* **GIVEN PROBLEM**: Below is a block of records; repeat all of them exactly.

Extracted records
::::::::::

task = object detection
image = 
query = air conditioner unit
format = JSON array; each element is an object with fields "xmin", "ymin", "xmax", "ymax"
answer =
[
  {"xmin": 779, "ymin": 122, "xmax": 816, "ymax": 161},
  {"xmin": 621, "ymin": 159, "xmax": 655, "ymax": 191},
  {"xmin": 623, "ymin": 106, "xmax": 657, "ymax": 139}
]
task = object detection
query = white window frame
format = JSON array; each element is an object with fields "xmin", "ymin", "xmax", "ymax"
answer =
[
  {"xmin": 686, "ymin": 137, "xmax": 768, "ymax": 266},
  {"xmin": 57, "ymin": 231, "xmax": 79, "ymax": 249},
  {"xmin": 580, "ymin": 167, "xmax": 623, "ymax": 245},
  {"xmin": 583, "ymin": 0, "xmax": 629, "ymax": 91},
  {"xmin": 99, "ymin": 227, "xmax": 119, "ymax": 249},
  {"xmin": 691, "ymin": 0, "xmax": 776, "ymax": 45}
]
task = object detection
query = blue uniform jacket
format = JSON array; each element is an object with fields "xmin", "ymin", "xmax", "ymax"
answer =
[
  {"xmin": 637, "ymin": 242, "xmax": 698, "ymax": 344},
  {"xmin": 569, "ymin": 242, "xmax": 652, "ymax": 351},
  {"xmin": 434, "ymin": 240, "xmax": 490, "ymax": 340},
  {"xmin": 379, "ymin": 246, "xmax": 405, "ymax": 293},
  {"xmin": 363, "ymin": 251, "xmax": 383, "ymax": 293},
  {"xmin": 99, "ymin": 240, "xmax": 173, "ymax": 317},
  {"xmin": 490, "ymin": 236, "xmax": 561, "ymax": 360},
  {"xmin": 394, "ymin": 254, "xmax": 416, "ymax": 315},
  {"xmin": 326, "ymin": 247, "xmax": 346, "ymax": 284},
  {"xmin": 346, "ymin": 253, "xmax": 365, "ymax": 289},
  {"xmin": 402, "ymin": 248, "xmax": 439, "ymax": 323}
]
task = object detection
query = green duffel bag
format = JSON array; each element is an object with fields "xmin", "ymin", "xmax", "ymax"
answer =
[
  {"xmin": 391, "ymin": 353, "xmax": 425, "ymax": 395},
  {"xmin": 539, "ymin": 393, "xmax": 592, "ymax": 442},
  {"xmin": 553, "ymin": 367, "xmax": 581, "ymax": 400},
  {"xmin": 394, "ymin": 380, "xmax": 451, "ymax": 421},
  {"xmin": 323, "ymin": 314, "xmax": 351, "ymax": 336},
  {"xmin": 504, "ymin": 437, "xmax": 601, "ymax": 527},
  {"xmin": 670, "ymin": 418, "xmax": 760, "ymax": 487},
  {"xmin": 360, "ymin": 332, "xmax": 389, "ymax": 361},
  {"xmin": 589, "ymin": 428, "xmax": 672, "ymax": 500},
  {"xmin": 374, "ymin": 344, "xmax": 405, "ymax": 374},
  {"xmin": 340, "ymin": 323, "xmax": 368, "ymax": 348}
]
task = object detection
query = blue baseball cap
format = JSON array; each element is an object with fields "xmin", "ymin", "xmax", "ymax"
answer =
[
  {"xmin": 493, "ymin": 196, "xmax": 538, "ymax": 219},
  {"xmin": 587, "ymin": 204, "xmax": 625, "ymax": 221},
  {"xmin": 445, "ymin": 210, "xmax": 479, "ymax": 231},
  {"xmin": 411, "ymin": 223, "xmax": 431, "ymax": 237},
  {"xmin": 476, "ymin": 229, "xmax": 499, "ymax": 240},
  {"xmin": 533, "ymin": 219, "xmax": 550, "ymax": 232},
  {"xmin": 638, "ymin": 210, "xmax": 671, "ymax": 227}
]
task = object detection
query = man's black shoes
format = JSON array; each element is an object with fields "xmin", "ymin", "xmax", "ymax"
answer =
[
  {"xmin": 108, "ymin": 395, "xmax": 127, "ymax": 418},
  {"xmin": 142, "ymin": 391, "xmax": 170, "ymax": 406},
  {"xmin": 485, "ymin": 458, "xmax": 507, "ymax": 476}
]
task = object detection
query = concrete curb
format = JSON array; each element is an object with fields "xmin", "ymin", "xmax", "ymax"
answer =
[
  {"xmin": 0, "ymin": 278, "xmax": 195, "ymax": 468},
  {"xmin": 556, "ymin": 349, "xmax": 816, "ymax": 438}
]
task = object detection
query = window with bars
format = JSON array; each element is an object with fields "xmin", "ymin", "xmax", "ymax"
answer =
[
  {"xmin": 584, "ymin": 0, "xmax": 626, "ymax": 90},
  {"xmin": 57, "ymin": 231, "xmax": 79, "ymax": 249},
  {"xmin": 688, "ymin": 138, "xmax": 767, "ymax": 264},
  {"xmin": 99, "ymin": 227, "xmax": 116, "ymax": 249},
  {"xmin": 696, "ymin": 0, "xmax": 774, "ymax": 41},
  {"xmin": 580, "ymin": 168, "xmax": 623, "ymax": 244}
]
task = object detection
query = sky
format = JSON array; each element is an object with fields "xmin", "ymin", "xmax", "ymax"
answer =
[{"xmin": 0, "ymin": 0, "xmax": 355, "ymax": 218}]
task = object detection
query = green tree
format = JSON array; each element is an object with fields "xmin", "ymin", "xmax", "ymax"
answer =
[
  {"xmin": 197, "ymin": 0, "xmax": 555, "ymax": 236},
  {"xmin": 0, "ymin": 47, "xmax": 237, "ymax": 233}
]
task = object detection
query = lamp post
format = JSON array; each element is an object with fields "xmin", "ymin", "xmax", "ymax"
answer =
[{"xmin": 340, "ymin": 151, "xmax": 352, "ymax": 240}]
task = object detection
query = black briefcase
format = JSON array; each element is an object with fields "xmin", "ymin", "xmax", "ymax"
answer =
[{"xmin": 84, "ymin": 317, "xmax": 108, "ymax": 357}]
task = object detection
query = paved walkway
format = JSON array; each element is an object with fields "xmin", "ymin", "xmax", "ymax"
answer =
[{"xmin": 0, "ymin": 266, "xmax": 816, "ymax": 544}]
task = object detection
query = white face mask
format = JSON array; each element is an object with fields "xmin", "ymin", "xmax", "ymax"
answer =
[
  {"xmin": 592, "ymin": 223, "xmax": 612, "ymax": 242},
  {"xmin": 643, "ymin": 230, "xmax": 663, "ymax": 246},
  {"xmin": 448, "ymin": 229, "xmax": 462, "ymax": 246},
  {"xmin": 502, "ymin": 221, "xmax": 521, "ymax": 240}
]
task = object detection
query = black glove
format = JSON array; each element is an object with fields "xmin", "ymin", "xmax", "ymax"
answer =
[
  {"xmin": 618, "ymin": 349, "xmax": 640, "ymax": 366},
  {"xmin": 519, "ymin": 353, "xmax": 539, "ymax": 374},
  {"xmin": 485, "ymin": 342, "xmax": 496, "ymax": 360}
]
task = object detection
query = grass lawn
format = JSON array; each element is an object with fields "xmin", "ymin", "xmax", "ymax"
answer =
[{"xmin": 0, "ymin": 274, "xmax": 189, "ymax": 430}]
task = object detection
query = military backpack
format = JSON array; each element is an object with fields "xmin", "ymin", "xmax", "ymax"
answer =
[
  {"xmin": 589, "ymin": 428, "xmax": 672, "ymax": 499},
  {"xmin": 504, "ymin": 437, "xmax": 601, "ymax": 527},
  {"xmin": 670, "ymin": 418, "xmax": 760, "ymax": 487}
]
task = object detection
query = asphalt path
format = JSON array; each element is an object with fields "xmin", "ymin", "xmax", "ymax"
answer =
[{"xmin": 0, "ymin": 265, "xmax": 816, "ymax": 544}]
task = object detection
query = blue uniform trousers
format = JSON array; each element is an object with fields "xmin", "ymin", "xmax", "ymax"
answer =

::::::::::

* **EXPECTED ANSWER**:
task = object detection
image = 
query = air conditioner unit
format = JSON array; each element is an object with fields "xmin", "ymin", "xmax", "ymax"
answer =
[
  {"xmin": 779, "ymin": 122, "xmax": 816, "ymax": 161},
  {"xmin": 621, "ymin": 159, "xmax": 655, "ymax": 191},
  {"xmin": 623, "ymin": 106, "xmax": 657, "ymax": 139}
]
task = object detection
query = white window frame
format = JSON array; each element is an object with fields "xmin", "ymin", "xmax", "ymax"
answer =
[
  {"xmin": 686, "ymin": 137, "xmax": 768, "ymax": 266},
  {"xmin": 57, "ymin": 231, "xmax": 79, "ymax": 249},
  {"xmin": 580, "ymin": 167, "xmax": 623, "ymax": 245},
  {"xmin": 583, "ymin": 0, "xmax": 629, "ymax": 91},
  {"xmin": 99, "ymin": 227, "xmax": 119, "ymax": 249},
  {"xmin": 691, "ymin": 0, "xmax": 776, "ymax": 45}
]
task = object detection
query = blue uniform jacket
format = JSON array; each element is an object with fields "xmin", "ymin", "xmax", "ymax"
answer =
[
  {"xmin": 637, "ymin": 242, "xmax": 698, "ymax": 344},
  {"xmin": 569, "ymin": 242, "xmax": 652, "ymax": 351},
  {"xmin": 434, "ymin": 240, "xmax": 490, "ymax": 340},
  {"xmin": 379, "ymin": 246, "xmax": 405, "ymax": 293},
  {"xmin": 363, "ymin": 251, "xmax": 383, "ymax": 293},
  {"xmin": 99, "ymin": 240, "xmax": 173, "ymax": 317},
  {"xmin": 490, "ymin": 236, "xmax": 561, "ymax": 360},
  {"xmin": 394, "ymin": 254, "xmax": 416, "ymax": 315},
  {"xmin": 326, "ymin": 247, "xmax": 346, "ymax": 284},
  {"xmin": 346, "ymin": 253, "xmax": 365, "ymax": 289},
  {"xmin": 402, "ymin": 248, "xmax": 439, "ymax": 323}
]
task = object detection
query = green duffel bag
format = JSON array; each element is an object with fields "xmin", "ymin", "xmax", "ymax"
answer =
[
  {"xmin": 391, "ymin": 353, "xmax": 425, "ymax": 395},
  {"xmin": 539, "ymin": 393, "xmax": 592, "ymax": 442},
  {"xmin": 553, "ymin": 367, "xmax": 581, "ymax": 400},
  {"xmin": 394, "ymin": 380, "xmax": 451, "ymax": 421},
  {"xmin": 323, "ymin": 314, "xmax": 351, "ymax": 336},
  {"xmin": 504, "ymin": 437, "xmax": 601, "ymax": 527},
  {"xmin": 670, "ymin": 418, "xmax": 760, "ymax": 487},
  {"xmin": 360, "ymin": 332, "xmax": 389, "ymax": 361},
  {"xmin": 589, "ymin": 428, "xmax": 672, "ymax": 500},
  {"xmin": 374, "ymin": 344, "xmax": 405, "ymax": 374},
  {"xmin": 340, "ymin": 323, "xmax": 368, "ymax": 348}
]
task = object detection
query = blue baseball cap
format = JSON array; each element is an object with fields "xmin", "ymin", "xmax", "ymax"
answer =
[
  {"xmin": 493, "ymin": 196, "xmax": 538, "ymax": 219},
  {"xmin": 587, "ymin": 204, "xmax": 625, "ymax": 221},
  {"xmin": 445, "ymin": 210, "xmax": 479, "ymax": 231},
  {"xmin": 411, "ymin": 223, "xmax": 431, "ymax": 237},
  {"xmin": 476, "ymin": 229, "xmax": 499, "ymax": 240},
  {"xmin": 533, "ymin": 219, "xmax": 550, "ymax": 232},
  {"xmin": 638, "ymin": 210, "xmax": 671, "ymax": 227}
]
task = object detection
query = man's black shoes
format = JSON array; each element is an object with fields "xmin", "ymin", "xmax", "ymax"
answer =
[
  {"xmin": 108, "ymin": 395, "xmax": 127, "ymax": 418},
  {"xmin": 142, "ymin": 391, "xmax": 170, "ymax": 406},
  {"xmin": 485, "ymin": 458, "xmax": 507, "ymax": 476}
]
task = object detection
query = concrete curb
format = JSON array; each element is an object with fields "xmin", "ymin", "xmax", "ymax"
answer =
[
  {"xmin": 0, "ymin": 278, "xmax": 195, "ymax": 468},
  {"xmin": 556, "ymin": 349, "xmax": 816, "ymax": 438}
]
task = object detection
query = window with bars
format = JSON array; each element is an object with fields "xmin", "ymin", "xmax", "ymax"
answer =
[
  {"xmin": 584, "ymin": 0, "xmax": 626, "ymax": 90},
  {"xmin": 57, "ymin": 231, "xmax": 79, "ymax": 249},
  {"xmin": 688, "ymin": 138, "xmax": 767, "ymax": 264},
  {"xmin": 99, "ymin": 227, "xmax": 116, "ymax": 249},
  {"xmin": 696, "ymin": 0, "xmax": 774, "ymax": 41},
  {"xmin": 580, "ymin": 168, "xmax": 623, "ymax": 244}
]
task = object detection
query = sky
format = JSON array; each element is an object with fields "xmin", "ymin", "xmax", "ymax"
answer =
[{"xmin": 0, "ymin": 0, "xmax": 355, "ymax": 218}]
task = object detection
query = green tree
format = JSON array; each element is an object with fields "xmin", "ymin", "xmax", "ymax"
answer =
[
  {"xmin": 197, "ymin": 0, "xmax": 555, "ymax": 236},
  {"xmin": 0, "ymin": 47, "xmax": 237, "ymax": 233}
]
task = object detection
query = lamp post
format = JSON array; each element is an object with fields "xmin", "ymin", "xmax", "ymax"
answer =
[{"xmin": 340, "ymin": 151, "xmax": 352, "ymax": 240}]
task = object detection
query = black briefcase
format = JSON array; each element is an object with fields "xmin", "ymin", "xmax", "ymax"
answer =
[{"xmin": 84, "ymin": 317, "xmax": 108, "ymax": 357}]
task = object detection
query = paved walkway
format = JSON array; each element is an object with fields "xmin", "ymin", "xmax", "ymax"
answer =
[{"xmin": 0, "ymin": 266, "xmax": 816, "ymax": 544}]
task = object detection
query = white face mask
format = JSON array; each element is an object with fields "xmin", "ymin", "xmax", "ymax"
answer =
[
  {"xmin": 592, "ymin": 223, "xmax": 612, "ymax": 242},
  {"xmin": 643, "ymin": 230, "xmax": 663, "ymax": 246},
  {"xmin": 448, "ymin": 229, "xmax": 462, "ymax": 246},
  {"xmin": 502, "ymin": 221, "xmax": 521, "ymax": 240}
]
task = object detection
query = black glove
format = JSON array; each element is an object with fields "xmin", "ymin", "xmax", "ymax"
answer =
[
  {"xmin": 618, "ymin": 349, "xmax": 640, "ymax": 366},
  {"xmin": 519, "ymin": 353, "xmax": 539, "ymax": 374},
  {"xmin": 485, "ymin": 342, "xmax": 496, "ymax": 360}
]
task = object detection
query = grass lawn
format = JSON array; each element is an object with fields "xmin", "ymin", "xmax", "ymax"
answer =
[{"xmin": 0, "ymin": 274, "xmax": 189, "ymax": 430}]
task = object detection
query = military backpack
format = JSON array; each element is an object with fields "xmin", "ymin", "xmax", "ymax"
answer =
[
  {"xmin": 589, "ymin": 428, "xmax": 672, "ymax": 499},
  {"xmin": 504, "ymin": 437, "xmax": 601, "ymax": 527},
  {"xmin": 670, "ymin": 418, "xmax": 760, "ymax": 487}
]
task = object detection
query = asphalt path
format = JSON array; each element is an object with fields "xmin", "ymin", "xmax", "ymax"
answer =
[{"xmin": 0, "ymin": 265, "xmax": 816, "ymax": 544}]
task = object detection
query = blue uniform trousers
format = JSON array; each element is an object with fields "xmin", "ymin", "xmax", "ymax"
answer =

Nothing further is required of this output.